# Activity
Please repeat the data exactly. Any picture in it stays out.

◆ ◆ ◆ ◆ ◆

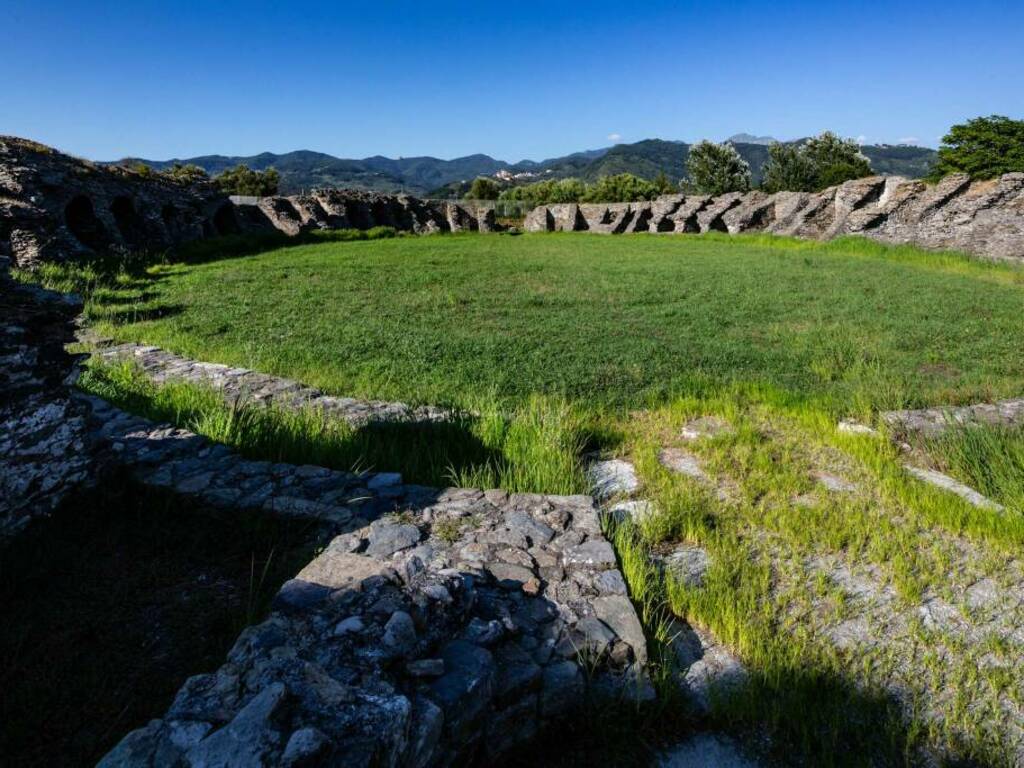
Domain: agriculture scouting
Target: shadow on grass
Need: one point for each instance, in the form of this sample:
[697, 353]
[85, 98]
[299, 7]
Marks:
[111, 604]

◆ ◆ ◆ ◆ ◆

# Solution to the exercise
Domain: agriculture scouting
Target: shadow on grass
Need: one point for each instance, in the form of this sample:
[697, 353]
[85, 98]
[299, 7]
Marks:
[111, 604]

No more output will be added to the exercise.